What is expected:
Reproduce all the items below, requests included, raising every point coordinate in the answers by 52 and leaving the numbers in the requests and their sample pairs as they are. Leave the pictures out.

====== Entries

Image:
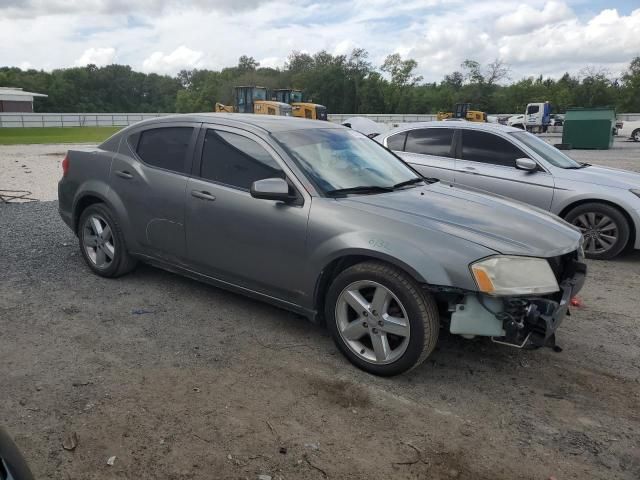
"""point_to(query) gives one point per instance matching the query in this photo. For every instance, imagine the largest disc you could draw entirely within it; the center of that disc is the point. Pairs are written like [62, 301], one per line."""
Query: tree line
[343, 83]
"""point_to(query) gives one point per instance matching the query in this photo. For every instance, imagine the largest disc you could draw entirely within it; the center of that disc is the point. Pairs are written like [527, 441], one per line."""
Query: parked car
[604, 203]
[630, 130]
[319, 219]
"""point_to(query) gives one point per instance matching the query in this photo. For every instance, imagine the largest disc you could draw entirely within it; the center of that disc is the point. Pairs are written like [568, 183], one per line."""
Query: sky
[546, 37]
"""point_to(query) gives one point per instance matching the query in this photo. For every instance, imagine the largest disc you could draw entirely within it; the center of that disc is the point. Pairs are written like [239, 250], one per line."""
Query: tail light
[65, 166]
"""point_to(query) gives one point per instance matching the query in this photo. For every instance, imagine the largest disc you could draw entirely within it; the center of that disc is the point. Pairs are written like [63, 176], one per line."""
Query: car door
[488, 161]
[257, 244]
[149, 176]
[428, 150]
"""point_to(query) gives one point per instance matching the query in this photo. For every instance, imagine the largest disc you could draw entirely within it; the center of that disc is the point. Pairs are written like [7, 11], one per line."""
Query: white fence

============

Task result:
Image:
"""point_to(query) gives one point per instance matching the query in this photo. For every instance, imagine the largest disc you could draw entirely within it; the center of that disc is the point. Pairs are written like [62, 301], one per line."""
Query: tree line
[395, 135]
"""point_to(query) gives one point per instance matching the query in this photo. For every instance, imagine the largest disc you could draw entirely within it; the center of that disc is the point. Pairs are written like [527, 441], one per line."""
Query: parked car
[656, 255]
[682, 182]
[371, 271]
"""point_to(query) gives one point per instance matching the query in this photo. For every instance, imagine the largest disc you could draw entirely within it; the center of that disc is the point. Pairs are written like [568, 183], one per line."""
Query: sky
[598, 89]
"""point_to(query) gives one point per instance matching the query in this photo. For every instance, imagine the largest disc you could draw entirely within it; the center of that disc is the point. Pairs are written like [239, 250], one per line."""
Query: tail light
[117, 218]
"""point_to(query) gives one point per instance matching the query in this photo. For every instance, imagine the largest disc you could draw entirely within it; the center of that disc is the point. Pairs are written like [63, 176], one per line."""
Query: car door
[540, 213]
[309, 296]
[201, 228]
[480, 202]
"""point_to(query) gives one point per instance matching the query in this photo. For every instance, imagine the largest disc you could draw entirely within it; the center of that disc is the point. Pairs are written like [7, 11], one per line."""
Query: white fence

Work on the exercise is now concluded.